Across the data below, in how many lines does the word "countertop" appear? Give only the number.

Raw data

[Start of Attachment]

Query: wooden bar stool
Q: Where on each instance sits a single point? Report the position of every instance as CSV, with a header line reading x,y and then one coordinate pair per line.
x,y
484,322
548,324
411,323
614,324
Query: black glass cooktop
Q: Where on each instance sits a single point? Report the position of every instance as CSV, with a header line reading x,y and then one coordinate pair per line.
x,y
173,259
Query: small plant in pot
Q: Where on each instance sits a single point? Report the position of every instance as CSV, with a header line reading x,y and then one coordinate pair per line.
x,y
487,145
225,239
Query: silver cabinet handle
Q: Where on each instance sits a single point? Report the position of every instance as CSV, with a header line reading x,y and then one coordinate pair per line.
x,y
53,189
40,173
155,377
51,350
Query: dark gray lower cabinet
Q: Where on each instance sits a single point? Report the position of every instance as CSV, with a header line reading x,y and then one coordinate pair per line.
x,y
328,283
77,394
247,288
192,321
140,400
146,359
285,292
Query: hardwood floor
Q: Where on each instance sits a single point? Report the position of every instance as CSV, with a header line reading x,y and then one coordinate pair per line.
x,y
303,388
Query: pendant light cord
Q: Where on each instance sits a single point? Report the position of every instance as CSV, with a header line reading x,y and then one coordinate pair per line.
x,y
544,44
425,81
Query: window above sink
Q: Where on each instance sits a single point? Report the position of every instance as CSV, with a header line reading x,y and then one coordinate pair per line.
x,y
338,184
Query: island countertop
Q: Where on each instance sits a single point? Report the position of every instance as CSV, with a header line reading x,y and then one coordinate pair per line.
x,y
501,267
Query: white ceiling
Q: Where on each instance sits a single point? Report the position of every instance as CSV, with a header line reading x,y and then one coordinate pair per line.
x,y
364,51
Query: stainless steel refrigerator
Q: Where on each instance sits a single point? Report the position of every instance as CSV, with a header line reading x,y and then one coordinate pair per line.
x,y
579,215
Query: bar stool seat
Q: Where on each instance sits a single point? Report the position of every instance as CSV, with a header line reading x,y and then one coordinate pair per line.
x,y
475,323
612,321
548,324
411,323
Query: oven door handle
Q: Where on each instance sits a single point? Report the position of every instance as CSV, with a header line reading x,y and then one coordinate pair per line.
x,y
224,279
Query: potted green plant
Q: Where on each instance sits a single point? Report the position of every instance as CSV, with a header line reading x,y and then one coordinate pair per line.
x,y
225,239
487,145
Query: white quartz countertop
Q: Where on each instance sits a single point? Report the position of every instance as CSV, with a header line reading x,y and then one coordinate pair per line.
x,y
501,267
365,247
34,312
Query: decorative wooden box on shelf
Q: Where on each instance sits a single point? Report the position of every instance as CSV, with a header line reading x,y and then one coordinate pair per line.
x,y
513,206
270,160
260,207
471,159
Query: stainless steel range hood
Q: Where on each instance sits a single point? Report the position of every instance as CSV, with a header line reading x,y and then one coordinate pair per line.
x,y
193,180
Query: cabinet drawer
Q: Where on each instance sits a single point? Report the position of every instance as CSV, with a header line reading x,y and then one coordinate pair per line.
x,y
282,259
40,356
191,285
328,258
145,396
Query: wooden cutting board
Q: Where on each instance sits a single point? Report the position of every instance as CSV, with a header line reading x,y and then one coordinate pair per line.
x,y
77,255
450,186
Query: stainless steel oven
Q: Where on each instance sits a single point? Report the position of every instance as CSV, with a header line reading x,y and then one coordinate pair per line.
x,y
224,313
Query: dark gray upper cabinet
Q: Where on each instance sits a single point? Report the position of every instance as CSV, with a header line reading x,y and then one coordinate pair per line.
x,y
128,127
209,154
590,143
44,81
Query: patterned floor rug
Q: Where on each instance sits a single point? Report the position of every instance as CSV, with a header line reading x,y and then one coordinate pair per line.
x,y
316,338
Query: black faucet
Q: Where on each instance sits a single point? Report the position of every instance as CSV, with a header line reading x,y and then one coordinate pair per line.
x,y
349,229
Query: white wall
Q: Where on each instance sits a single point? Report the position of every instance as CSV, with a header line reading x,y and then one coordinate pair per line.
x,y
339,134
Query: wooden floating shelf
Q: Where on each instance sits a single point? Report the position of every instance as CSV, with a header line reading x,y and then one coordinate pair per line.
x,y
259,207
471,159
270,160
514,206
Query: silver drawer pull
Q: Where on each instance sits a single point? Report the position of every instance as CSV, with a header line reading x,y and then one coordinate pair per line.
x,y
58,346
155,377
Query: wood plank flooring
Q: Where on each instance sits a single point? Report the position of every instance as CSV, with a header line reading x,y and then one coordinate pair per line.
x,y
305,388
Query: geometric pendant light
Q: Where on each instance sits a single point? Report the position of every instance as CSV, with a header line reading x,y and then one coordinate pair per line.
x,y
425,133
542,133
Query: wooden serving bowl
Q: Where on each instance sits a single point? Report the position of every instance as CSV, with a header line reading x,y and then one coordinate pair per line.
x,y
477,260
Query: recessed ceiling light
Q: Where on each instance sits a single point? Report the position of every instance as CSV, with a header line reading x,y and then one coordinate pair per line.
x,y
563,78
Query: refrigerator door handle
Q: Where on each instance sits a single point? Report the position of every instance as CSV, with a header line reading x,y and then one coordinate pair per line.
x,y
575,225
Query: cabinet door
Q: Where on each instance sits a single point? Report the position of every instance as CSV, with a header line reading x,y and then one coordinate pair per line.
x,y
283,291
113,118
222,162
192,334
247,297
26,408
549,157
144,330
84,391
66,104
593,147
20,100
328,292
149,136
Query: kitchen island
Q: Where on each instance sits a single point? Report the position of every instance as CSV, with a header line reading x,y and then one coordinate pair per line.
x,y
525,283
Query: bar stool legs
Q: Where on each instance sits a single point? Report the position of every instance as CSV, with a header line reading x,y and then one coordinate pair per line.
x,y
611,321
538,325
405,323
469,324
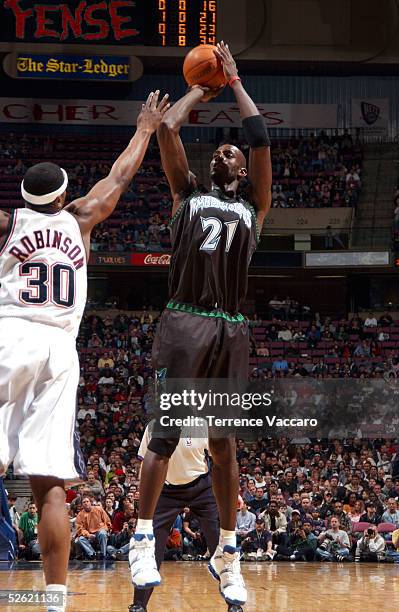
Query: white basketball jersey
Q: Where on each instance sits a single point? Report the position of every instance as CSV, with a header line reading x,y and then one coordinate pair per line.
x,y
43,271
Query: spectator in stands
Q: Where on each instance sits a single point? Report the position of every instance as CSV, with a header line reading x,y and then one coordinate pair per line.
x,y
118,543
371,516
344,520
92,528
371,321
94,486
259,504
385,320
275,522
391,514
334,543
258,543
280,366
14,515
28,522
371,545
302,544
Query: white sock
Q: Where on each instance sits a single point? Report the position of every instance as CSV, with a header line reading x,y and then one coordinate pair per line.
x,y
144,527
227,538
57,606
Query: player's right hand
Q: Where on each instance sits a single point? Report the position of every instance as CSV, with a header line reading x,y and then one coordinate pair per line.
x,y
209,94
152,113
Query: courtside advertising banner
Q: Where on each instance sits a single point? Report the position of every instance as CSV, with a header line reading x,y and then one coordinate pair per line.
x,y
124,112
371,114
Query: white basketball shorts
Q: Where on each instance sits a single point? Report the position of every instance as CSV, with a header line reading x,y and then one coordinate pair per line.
x,y
39,376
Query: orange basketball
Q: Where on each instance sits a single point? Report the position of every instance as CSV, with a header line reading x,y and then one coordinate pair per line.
x,y
202,67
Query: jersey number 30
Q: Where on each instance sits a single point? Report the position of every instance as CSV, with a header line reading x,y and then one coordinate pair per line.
x,y
46,283
212,240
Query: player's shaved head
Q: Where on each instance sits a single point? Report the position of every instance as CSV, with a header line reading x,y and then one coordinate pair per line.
x,y
228,164
238,154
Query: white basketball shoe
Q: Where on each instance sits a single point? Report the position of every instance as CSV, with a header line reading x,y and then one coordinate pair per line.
x,y
225,567
143,566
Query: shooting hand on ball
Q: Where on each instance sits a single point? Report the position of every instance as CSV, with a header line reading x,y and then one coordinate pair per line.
x,y
208,94
223,53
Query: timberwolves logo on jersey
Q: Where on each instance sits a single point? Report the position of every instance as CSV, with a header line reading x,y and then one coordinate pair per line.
x,y
204,202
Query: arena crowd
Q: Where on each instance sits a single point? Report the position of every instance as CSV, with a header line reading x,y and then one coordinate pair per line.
x,y
329,500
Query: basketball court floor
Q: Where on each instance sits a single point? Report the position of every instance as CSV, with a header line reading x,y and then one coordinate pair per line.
x,y
187,587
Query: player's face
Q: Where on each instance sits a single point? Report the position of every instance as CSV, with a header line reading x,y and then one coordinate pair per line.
x,y
227,165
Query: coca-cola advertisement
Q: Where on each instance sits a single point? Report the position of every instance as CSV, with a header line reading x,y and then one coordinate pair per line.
x,y
150,259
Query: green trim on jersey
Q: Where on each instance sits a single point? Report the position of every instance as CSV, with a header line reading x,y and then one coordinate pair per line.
x,y
177,213
202,312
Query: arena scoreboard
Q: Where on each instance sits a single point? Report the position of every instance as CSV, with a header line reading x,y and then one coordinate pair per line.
x,y
156,23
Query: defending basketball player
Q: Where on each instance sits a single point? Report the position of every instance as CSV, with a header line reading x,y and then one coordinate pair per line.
x,y
201,333
44,249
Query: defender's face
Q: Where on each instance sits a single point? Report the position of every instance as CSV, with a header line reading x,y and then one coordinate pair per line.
x,y
228,164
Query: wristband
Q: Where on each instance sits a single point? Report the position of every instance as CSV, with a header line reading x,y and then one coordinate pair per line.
x,y
233,80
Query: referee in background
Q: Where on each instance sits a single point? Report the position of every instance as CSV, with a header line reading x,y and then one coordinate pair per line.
x,y
188,483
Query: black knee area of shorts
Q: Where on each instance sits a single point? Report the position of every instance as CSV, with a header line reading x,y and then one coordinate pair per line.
x,y
163,446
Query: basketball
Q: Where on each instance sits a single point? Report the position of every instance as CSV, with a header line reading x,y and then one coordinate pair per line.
x,y
202,67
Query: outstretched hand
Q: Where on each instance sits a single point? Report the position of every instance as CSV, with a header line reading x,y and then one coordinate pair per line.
x,y
208,94
223,53
152,113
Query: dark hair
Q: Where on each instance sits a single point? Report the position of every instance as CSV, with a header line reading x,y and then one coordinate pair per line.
x,y
43,178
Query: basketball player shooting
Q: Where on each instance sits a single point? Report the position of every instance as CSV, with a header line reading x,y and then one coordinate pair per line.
x,y
201,333
44,249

[End of Attachment]

Reply to the exercise
2